_TASK DIRECTIONS_
Every line from the one containing "One point belongs on each instance of the blurred" to the end of the data below should be copied exactly, but pictures should not.

Segment Start: RECORDS SHOWN

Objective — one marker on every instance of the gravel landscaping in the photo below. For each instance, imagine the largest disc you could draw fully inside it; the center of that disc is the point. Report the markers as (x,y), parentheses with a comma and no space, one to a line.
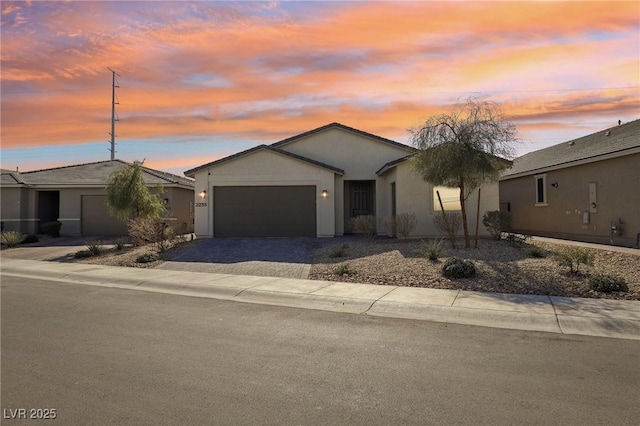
(501,267)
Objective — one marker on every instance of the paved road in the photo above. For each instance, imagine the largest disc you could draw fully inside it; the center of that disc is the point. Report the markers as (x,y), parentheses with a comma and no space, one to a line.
(109,356)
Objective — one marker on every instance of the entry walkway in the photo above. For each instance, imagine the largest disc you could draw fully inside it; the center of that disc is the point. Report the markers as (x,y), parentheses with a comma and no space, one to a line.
(594,317)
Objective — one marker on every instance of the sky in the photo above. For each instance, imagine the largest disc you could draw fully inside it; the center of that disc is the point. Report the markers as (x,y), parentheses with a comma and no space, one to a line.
(198,81)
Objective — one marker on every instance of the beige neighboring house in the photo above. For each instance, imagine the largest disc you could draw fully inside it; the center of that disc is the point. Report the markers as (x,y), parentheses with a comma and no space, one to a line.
(313,184)
(76,196)
(587,189)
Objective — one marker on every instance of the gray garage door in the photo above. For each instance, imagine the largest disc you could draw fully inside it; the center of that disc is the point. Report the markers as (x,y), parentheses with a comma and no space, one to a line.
(96,219)
(264,211)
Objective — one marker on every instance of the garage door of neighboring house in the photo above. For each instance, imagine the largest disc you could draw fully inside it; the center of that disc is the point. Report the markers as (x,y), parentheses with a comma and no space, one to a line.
(264,211)
(96,219)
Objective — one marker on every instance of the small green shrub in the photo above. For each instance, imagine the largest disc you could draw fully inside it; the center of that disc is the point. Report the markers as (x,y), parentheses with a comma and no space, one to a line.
(573,257)
(538,252)
(52,229)
(497,222)
(147,258)
(403,224)
(433,249)
(364,225)
(517,240)
(11,238)
(83,254)
(606,283)
(458,268)
(95,248)
(31,238)
(339,251)
(344,269)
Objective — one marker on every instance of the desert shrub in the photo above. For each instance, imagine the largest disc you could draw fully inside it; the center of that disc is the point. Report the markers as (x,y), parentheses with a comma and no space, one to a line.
(11,238)
(458,268)
(31,238)
(403,224)
(433,249)
(344,269)
(95,248)
(364,225)
(339,251)
(52,229)
(83,254)
(147,258)
(606,283)
(573,257)
(497,222)
(538,252)
(151,230)
(517,240)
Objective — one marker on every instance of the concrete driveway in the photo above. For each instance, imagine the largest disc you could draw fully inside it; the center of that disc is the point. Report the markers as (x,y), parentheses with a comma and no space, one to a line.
(267,257)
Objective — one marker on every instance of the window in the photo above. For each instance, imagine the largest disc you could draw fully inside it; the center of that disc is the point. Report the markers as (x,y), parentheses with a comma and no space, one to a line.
(450,198)
(541,190)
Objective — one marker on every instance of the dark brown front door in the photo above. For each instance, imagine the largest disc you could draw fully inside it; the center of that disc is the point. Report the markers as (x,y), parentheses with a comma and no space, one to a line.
(359,200)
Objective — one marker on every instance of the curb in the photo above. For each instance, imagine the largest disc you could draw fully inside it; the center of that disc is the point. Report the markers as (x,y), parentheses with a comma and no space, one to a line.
(571,316)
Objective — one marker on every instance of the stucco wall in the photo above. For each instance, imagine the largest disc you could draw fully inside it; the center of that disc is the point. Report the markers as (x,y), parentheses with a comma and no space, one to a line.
(265,168)
(359,156)
(617,194)
(20,208)
(179,208)
(415,196)
(14,209)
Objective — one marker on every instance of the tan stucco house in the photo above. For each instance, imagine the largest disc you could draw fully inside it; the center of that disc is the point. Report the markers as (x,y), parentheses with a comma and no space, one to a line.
(75,195)
(587,189)
(312,184)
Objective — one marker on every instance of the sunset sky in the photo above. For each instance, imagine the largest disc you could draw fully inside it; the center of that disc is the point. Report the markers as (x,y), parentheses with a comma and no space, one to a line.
(206,79)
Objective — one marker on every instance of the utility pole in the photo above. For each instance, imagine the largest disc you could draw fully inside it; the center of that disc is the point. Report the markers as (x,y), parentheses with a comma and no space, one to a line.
(114,118)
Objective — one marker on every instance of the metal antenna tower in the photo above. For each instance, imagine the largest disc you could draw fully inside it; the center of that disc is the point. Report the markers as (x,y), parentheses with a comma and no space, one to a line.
(114,117)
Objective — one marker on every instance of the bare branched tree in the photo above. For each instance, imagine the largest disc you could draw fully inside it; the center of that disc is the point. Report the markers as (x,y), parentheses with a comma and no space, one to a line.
(464,149)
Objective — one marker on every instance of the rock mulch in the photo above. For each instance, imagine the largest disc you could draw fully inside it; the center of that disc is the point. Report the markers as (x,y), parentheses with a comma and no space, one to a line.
(501,267)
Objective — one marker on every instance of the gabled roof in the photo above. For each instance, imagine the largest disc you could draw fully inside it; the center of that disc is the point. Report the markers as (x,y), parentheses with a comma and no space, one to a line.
(94,174)
(271,148)
(342,127)
(9,177)
(618,140)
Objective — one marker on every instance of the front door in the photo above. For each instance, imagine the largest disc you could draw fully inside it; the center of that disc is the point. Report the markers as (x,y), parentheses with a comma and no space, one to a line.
(48,207)
(359,200)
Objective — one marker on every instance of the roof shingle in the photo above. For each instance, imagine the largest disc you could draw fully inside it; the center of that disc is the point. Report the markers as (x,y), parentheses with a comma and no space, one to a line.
(616,139)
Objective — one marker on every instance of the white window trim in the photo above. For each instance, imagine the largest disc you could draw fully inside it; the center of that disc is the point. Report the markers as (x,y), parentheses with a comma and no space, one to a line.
(544,190)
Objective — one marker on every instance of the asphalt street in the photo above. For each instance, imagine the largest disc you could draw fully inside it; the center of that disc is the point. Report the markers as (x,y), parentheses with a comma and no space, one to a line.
(110,356)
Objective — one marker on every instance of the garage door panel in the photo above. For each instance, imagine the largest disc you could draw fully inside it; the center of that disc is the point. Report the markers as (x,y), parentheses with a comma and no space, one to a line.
(264,211)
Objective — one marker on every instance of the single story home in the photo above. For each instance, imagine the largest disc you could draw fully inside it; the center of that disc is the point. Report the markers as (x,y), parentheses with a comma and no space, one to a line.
(586,189)
(314,183)
(75,196)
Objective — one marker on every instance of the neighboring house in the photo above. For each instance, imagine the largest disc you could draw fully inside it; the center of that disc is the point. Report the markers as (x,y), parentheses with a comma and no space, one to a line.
(587,189)
(313,184)
(76,196)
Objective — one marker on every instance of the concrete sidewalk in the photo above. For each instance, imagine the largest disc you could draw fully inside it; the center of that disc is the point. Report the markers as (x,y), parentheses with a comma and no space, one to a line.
(593,317)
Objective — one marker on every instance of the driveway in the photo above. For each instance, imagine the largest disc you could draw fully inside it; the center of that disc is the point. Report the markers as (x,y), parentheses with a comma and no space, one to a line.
(266,257)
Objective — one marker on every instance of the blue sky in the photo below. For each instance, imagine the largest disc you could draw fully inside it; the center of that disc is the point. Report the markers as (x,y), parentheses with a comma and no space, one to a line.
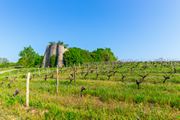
(133,29)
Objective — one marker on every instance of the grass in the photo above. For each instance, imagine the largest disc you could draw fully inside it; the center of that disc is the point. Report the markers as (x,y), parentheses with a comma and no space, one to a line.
(102,99)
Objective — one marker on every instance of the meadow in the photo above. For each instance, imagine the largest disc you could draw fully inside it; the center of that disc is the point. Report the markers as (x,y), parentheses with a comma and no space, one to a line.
(98,91)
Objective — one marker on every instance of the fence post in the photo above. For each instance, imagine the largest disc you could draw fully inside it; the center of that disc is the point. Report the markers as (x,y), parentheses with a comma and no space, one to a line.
(57,81)
(39,71)
(27,90)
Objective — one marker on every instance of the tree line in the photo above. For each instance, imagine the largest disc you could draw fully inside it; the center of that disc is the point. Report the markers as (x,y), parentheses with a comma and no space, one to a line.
(74,56)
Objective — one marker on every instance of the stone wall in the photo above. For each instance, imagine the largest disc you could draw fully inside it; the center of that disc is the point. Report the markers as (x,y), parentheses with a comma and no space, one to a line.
(54,49)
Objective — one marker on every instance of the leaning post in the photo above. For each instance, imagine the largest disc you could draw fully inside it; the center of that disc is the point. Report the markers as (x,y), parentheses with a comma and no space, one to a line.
(27,89)
(57,79)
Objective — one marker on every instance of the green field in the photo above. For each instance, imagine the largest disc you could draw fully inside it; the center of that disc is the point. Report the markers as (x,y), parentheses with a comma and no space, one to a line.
(108,95)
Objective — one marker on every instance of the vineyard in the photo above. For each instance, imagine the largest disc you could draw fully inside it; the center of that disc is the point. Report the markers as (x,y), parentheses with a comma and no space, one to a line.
(110,90)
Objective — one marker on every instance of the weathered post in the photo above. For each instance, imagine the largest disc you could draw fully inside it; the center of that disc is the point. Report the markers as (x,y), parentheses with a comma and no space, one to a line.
(74,73)
(27,90)
(39,71)
(57,80)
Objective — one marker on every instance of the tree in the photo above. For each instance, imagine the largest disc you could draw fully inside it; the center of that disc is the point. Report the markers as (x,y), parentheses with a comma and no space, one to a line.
(80,56)
(103,55)
(29,58)
(76,56)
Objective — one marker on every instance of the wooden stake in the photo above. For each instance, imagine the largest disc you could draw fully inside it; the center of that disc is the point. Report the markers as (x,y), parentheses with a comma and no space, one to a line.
(39,71)
(57,81)
(27,90)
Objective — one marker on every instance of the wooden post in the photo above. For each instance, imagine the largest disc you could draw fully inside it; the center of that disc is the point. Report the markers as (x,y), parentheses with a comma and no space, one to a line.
(74,73)
(39,71)
(57,81)
(27,90)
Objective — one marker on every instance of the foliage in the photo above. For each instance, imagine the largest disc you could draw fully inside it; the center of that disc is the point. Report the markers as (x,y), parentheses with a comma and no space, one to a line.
(103,55)
(29,58)
(80,56)
(53,61)
(76,56)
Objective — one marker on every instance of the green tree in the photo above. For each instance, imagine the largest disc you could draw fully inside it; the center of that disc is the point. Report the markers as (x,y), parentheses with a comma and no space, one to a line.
(103,55)
(76,56)
(80,56)
(29,58)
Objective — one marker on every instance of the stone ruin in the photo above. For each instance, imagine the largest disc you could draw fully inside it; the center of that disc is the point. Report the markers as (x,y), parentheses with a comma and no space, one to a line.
(54,49)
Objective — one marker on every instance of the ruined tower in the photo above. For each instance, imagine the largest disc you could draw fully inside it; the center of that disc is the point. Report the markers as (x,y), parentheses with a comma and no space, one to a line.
(56,50)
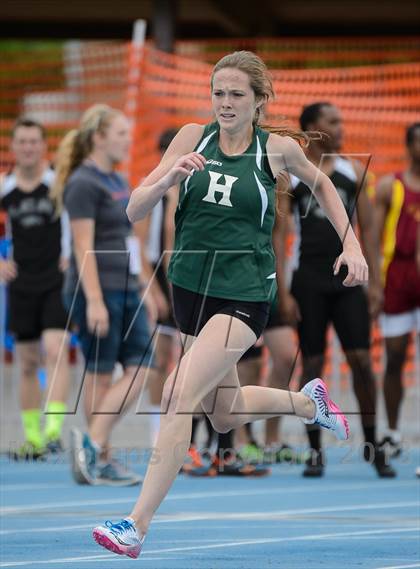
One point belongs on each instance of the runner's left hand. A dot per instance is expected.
(358, 272)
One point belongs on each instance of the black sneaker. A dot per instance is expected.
(391, 448)
(314, 465)
(379, 460)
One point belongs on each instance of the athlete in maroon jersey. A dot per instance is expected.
(398, 211)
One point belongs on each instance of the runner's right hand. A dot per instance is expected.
(185, 166)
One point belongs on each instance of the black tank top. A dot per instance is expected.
(317, 241)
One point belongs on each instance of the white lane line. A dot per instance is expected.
(237, 543)
(266, 515)
(236, 516)
(400, 566)
(200, 495)
(41, 486)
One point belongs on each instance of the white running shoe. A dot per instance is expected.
(121, 538)
(327, 413)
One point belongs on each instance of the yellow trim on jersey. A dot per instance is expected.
(391, 223)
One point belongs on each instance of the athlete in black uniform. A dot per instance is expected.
(35, 275)
(317, 294)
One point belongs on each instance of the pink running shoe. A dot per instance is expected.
(121, 538)
(327, 413)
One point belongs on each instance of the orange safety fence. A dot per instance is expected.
(309, 52)
(159, 90)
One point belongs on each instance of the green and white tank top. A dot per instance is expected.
(224, 222)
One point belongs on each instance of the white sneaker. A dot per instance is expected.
(121, 538)
(327, 413)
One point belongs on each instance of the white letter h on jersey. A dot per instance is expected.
(215, 187)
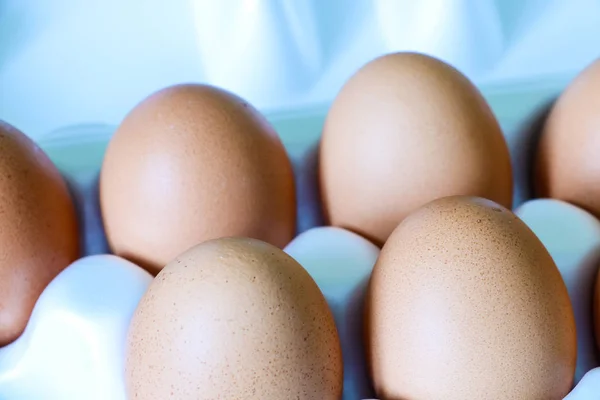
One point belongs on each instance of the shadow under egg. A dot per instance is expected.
(524, 151)
(84, 191)
(308, 195)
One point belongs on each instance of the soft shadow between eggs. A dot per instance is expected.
(308, 194)
(356, 317)
(85, 195)
(525, 151)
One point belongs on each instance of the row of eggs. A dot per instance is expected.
(193, 163)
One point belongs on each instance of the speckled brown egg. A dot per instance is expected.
(38, 231)
(233, 318)
(192, 163)
(465, 302)
(404, 130)
(567, 166)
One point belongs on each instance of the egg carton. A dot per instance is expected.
(74, 344)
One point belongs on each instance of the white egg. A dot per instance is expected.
(341, 262)
(572, 236)
(588, 387)
(73, 347)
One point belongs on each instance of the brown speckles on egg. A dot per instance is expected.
(466, 302)
(404, 130)
(266, 334)
(38, 230)
(192, 163)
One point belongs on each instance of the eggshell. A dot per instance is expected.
(73, 347)
(233, 318)
(567, 163)
(341, 262)
(572, 236)
(465, 302)
(38, 232)
(588, 388)
(406, 129)
(192, 163)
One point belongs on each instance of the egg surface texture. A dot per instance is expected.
(567, 163)
(572, 237)
(233, 318)
(404, 130)
(38, 233)
(466, 303)
(192, 163)
(341, 262)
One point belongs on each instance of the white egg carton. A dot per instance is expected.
(73, 347)
(63, 63)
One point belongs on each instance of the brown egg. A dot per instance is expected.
(567, 164)
(465, 302)
(38, 233)
(192, 163)
(404, 130)
(233, 318)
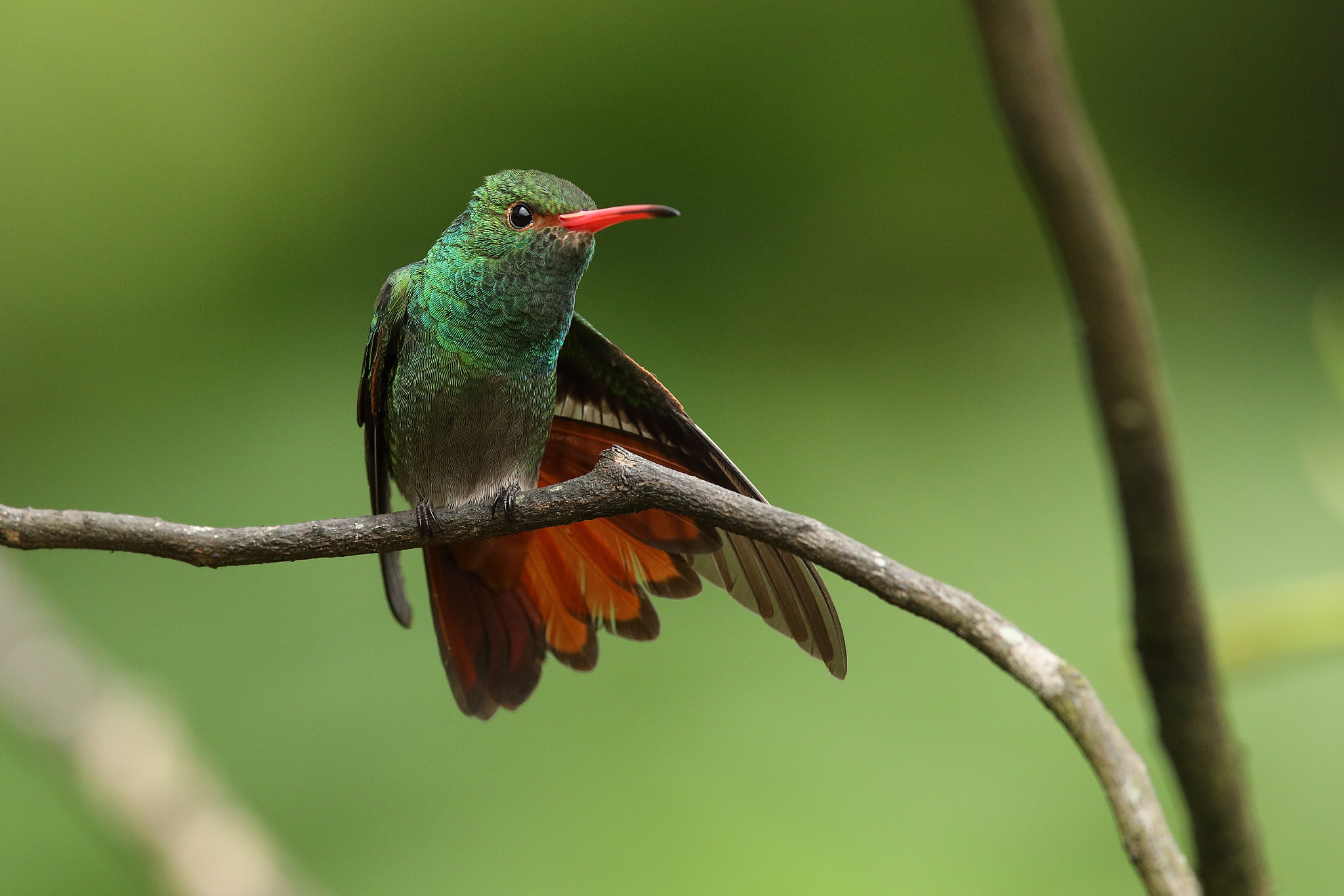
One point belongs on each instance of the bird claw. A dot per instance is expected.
(506, 500)
(425, 519)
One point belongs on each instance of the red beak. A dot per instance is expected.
(600, 218)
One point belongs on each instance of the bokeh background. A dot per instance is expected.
(200, 202)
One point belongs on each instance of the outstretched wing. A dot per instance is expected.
(604, 391)
(385, 340)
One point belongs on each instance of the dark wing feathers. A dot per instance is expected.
(385, 339)
(601, 384)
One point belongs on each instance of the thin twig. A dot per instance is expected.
(623, 483)
(1065, 169)
(133, 757)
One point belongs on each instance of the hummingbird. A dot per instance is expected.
(479, 382)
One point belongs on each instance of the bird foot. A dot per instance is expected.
(425, 519)
(505, 501)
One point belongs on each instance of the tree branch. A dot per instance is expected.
(1073, 188)
(623, 483)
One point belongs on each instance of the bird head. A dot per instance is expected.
(538, 218)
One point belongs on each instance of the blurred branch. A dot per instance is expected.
(1073, 188)
(1286, 622)
(623, 483)
(132, 757)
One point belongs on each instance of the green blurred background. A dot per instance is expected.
(201, 201)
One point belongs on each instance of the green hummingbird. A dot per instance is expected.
(482, 380)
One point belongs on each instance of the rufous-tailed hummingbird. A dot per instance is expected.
(480, 380)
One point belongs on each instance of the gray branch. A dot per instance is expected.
(623, 483)
(1066, 171)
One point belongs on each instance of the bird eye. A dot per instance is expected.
(520, 216)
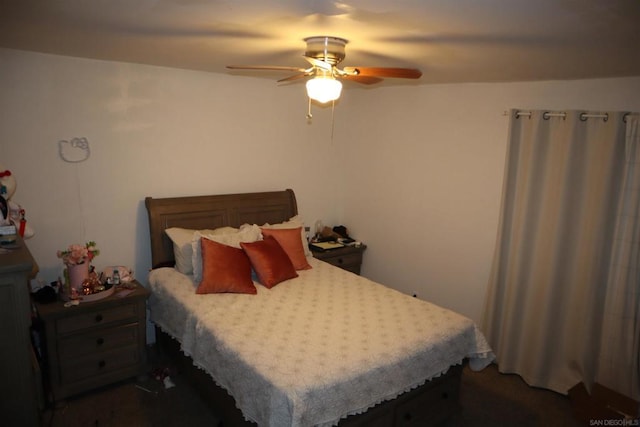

Segment End: RECORDS SHOWN

_OUTPUT FOR THIS TASK_
One point belongs on each instance of the blurred branch. A dot per instance is expected.
(1073, 188)
(1286, 622)
(623, 483)
(132, 757)
One point belongs on each instance of the green blurred background. A dot per instance is expected.
(201, 201)
One point belongs on each instance of the green hummingbird. A dot per instance is expected.
(482, 380)
One point belongs on each instance of the rufous-tailed hummingbird. A dot per instance is expected.
(480, 380)
One point belongs on each instance of the gray branch. A dot per instance is expected.
(623, 483)
(1066, 171)
One point belongs on each instance of the bird eye. A dot per instance is expected.
(520, 216)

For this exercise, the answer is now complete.